_PROVIDED DATA_

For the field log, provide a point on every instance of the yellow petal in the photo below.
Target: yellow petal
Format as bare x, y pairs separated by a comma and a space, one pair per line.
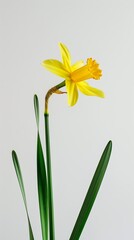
55, 67
86, 89
77, 65
72, 92
66, 57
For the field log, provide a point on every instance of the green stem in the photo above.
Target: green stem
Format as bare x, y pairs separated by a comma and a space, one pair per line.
48, 161
49, 175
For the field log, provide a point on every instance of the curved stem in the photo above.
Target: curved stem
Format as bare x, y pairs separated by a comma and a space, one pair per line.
48, 162
50, 92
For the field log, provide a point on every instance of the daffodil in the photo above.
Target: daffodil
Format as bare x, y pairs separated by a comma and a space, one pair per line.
75, 74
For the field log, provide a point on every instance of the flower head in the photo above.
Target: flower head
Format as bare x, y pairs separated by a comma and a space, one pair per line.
75, 74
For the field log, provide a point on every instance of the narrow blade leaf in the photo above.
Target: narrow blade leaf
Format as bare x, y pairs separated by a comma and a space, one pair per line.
21, 184
36, 109
42, 190
91, 193
41, 178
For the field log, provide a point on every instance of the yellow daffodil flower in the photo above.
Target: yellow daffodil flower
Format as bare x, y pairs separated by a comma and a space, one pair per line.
75, 75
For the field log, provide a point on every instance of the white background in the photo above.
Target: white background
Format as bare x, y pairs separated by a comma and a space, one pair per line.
29, 33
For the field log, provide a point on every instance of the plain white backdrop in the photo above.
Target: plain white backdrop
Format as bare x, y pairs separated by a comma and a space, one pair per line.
29, 33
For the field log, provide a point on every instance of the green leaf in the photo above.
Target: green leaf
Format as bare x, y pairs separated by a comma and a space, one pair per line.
42, 189
21, 184
36, 109
41, 178
91, 193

_WRITTEN EXERCISE_
Rewrite all of the lines above, replacing every "field log" with "survey record" and leaving everything else unchanged. Leave the picture out of your answer.

_SOLVED EXERCISE_
For the survey record, provide a point on every instance of the yellow petal in the photo below.
Target: yellow petal
Format as bare x, y pairs separated by a comma and a space, one pair per line.
55, 67
86, 89
77, 65
72, 92
66, 57
For the survey record, provide a point on every instance of the green stem in the photo above.
Target: green stem
Format as bare x, y pairs separated by a comma and a space, one pair per line.
48, 161
49, 175
For the survey record, provide a point on every instance of the curved stem in the photo above.
Target: curved stem
Format as bare x, y pairs separated by a comma and a space, one pair per line.
48, 162
50, 92
For the survey record, provide a point on every instance of the daffodil in the photo above.
Target: daffodil
Format as bare x, y pairs separated by a comma and a space, one pair per line.
75, 74
For the survey record, provide a point on every instance of the flower head in the photo above.
Target: flower head
Format as bare x, y pairs separated by a comma and a space, one pair per line.
75, 74
For the survey record, provide a point on every instance of the narrow blade leaf in the photo above.
Target: narrow blade leaf
Format as bare x, y pairs separated by a comma and a space, one pair per line.
21, 184
36, 109
42, 190
91, 193
41, 178
For the survey record, provide a point on every instance of the yellow daffodil flower in the photo above.
Target: yellow daffodil flower
Format as bare x, y pairs separated by a comma and a space, one pair per line.
75, 75
For the survey record, provide a point on every instance of the white background in the photo above.
Target: white background
Format as bare x, y pairs separated by a comma and a space, one pair per line.
29, 33
For the survey record, provide a point on every instance of the plain white backdrop in the photo above.
Target: plain white backdrop
Format as bare x, y pairs separated by a comma and a space, one pair per line.
29, 33
For the survey record, provide a point on every instance of the green leaf in the photo above.
Target: green leaf
Format as bare x, y pairs separated by a comma and a space, one pair per line.
42, 189
21, 184
36, 109
41, 178
91, 193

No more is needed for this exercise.